-- start PROVIDED INFORMATION --
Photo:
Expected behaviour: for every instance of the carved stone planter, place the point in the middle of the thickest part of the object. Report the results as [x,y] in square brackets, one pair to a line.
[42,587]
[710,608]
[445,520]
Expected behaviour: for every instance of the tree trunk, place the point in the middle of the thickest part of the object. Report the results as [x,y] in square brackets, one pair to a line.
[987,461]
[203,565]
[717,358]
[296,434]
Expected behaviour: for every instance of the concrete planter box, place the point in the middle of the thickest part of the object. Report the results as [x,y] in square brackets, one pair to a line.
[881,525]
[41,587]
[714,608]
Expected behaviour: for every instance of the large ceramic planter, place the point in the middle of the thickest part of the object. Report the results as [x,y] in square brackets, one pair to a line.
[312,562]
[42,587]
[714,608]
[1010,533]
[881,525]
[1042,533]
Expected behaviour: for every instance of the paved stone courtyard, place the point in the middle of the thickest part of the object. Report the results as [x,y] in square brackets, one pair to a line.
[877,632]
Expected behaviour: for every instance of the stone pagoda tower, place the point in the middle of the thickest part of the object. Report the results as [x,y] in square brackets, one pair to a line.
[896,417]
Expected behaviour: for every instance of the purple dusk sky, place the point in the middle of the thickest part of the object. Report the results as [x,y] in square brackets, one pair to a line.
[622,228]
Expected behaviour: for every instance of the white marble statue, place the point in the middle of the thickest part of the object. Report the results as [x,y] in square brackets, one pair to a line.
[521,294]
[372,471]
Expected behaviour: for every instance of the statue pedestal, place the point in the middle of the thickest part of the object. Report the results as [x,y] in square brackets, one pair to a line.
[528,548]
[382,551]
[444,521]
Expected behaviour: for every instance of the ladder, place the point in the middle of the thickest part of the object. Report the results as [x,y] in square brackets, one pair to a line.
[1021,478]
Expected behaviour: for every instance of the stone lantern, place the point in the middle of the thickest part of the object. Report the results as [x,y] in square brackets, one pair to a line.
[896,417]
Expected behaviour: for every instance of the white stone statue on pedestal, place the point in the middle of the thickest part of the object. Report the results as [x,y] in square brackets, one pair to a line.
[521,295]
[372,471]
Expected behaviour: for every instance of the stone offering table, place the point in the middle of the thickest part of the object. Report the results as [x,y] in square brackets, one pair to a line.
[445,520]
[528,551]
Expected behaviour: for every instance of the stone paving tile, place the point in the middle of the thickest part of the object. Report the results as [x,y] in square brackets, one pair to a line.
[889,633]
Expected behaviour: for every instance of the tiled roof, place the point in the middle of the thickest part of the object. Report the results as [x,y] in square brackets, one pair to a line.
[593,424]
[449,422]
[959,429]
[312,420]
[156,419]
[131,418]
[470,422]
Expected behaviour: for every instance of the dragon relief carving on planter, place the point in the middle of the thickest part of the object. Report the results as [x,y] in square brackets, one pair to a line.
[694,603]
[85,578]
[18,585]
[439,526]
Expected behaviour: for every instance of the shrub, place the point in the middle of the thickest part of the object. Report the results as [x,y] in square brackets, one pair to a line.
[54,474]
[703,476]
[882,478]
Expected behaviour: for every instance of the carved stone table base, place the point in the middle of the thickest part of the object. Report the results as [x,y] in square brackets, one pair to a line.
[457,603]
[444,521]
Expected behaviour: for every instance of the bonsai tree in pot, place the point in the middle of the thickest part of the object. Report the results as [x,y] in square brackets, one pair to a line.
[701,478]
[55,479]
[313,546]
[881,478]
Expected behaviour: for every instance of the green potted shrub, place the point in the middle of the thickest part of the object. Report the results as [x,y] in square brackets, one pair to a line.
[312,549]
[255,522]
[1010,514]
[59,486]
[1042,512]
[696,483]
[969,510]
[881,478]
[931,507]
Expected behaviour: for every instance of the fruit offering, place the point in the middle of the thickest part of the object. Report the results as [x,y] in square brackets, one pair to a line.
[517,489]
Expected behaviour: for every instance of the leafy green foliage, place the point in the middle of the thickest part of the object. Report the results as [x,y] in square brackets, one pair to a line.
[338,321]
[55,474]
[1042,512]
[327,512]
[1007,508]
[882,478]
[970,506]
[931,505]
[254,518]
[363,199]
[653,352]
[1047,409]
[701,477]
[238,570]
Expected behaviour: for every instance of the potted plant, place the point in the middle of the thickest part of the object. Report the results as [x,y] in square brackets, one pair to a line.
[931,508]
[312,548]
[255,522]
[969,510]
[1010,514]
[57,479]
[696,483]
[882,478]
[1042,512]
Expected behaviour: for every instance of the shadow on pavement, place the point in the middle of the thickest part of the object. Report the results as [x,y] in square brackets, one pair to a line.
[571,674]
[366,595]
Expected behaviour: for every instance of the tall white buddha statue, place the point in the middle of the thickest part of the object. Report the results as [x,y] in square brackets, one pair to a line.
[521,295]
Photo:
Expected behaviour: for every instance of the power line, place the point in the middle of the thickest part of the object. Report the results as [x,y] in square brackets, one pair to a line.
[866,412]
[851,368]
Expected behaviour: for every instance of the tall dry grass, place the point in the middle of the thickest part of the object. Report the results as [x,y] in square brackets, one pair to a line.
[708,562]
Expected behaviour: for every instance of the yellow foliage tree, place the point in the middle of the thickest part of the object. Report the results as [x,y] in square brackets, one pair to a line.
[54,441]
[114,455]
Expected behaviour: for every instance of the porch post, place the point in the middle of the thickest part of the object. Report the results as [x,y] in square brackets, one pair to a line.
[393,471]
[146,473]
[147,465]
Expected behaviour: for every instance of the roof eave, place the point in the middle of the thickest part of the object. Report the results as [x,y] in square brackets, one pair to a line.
-- end PROVIDED INFORMATION --
§ **TASK REQUIREMENTS**: Copy out exactly the lines running from the line with "Expected behaviour: for every instance of the tall white" to the end of the records, inclusive.

§ **THE OUTPUT**:
Expected behaviour: for every instance of the tall white buddha statue, place the point in the middle of the thickest part of the object. Report the results as [x,y] in square brackets, one pair to a line.
[521,295]
Photo:
Expected behaviour: for every instance of the power line, place the point in the middle of the thickest part of the object. Report the results as [x,y] in square brackets, one pair to a line.
[866,412]
[851,368]
Expected behaviour: for every instance of the tall dry grass, place the point in the middle of the thickest part of the object. Report the results as [x,y] in square brackets, one pair to a line.
[708,562]
Expected behaviour: for every instance of the yellow foliage tree, place the point in the middle of the thickest part of the object. Report the results as [x,y] in square brackets, one pair to a line.
[54,441]
[114,455]
Expected behaviour: for every instance of the porch post, place the point in the middle of the thickest part of the object. Report the results as [x,y] in square brackets, one pair to a line.
[393,471]
[146,473]
[147,465]
Expected behaviour: for every instance of the roof eave, place the point in the middle of the thickest part of the object. Report the results as [x,y] in square brackets, one pair to a line.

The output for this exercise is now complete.